#### Written exercise A:
Pick out each line of the records that contains the string "instance", matching case.
START Text excerpt
Worldbuilding Wednesday 3/22/23: States of Confusion (The Wild West)

cowboy with a small horse

One of the major problems with generating AI pictures of cowboys is that, no matter which artist you use for reference, both horse and rider are usually out of proportion with each other. This cowboy’s mount is more of a pony than a horse. (The artist was Frederic Remington who A) is dead, so I’m not ripping anybody off and B) knew his cowboys.)

On to the second part of the Western states! As promised, I am puncturing some cowboy myths.

  • Cowboys didn’t always ride horses.
  • They likely weren’t white. It was a career that attracted the outcasts of society, so many were black, Hispanic, mestizo, Native American, or of mixed race.
  • It was not considered a fun or respectable job, being associated with dirt, drunkeness, and coarseness.
  • Cowboys and steam-powered inventions crossed paths in American media way before there was any kind of punk-related aesthetics around.

I’m talking, here, about the inimitable Frank Reade Jr. dime novels.
END Text excerpt
START Exercise input
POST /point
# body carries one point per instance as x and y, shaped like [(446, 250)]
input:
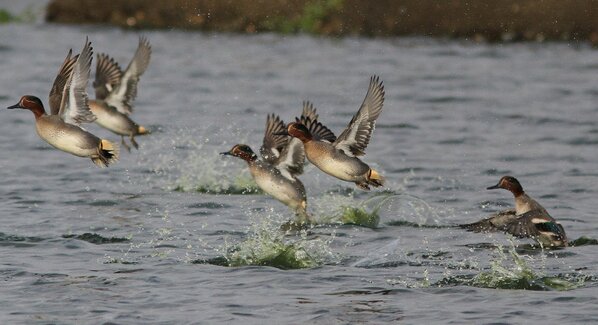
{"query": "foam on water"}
[(265, 244)]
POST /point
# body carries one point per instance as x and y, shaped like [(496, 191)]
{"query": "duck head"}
[(298, 131), (31, 103), (242, 151), (509, 183)]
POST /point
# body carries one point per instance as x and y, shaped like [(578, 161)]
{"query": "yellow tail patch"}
[(142, 130), (107, 153), (375, 179), (106, 145)]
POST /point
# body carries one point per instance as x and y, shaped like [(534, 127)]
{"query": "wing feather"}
[(291, 161), (73, 107), (273, 145), (125, 92), (356, 136), (108, 75), (60, 82), (309, 118)]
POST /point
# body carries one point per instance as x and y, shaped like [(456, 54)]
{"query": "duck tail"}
END Exercise input
#### Written exercise B:
Extract the cowboy myths post in full, word for word.

#### Right answer A:
# body carries one point per instance as x and y, shaped like [(446, 250)]
# body carries one point per instance as x and y, shaped like [(496, 191)]
# body carries one point per instance as x and y, shaped like [(578, 161)]
# body carries one point per instance as x and y, shaped like [(534, 127)]
# body carries one point per instance as x and y, shaped like [(456, 54)]

#### Right answer B:
Worldbuilding Wednesday 3/22/23: States of Confusion (The Wild West)

cowboy with a small horse

One of the major problems with generating AI pictures of cowboys is that, no matter which artist you use for reference, both horse and rider are usually out of proportion with each other. This cowboy’s mount is more of a pony than a horse. (The artist was Frederic Remington who A) is dead, so I’m not ripping anybody off and B) knew his cowboys.)

On to the second part of the Western states! As promised, I am puncturing some cowboy myths.

  • Cowboys didn’t always ride horses.
  • They likely weren’t white. It was a career that attracted the outcasts of society, so many were black, Hispanic, mestizo, Native American, or of mixed race.
  • It was not considered a fun or respectable job, being associated with dirt, drunkeness, and coarseness.
  • Cowboys and steam-powered inventions crossed paths in American media way before there was any kind of punk-related aesthetics around.

I’m talking, here, about the inimitable Frank Reade Jr. dime novels.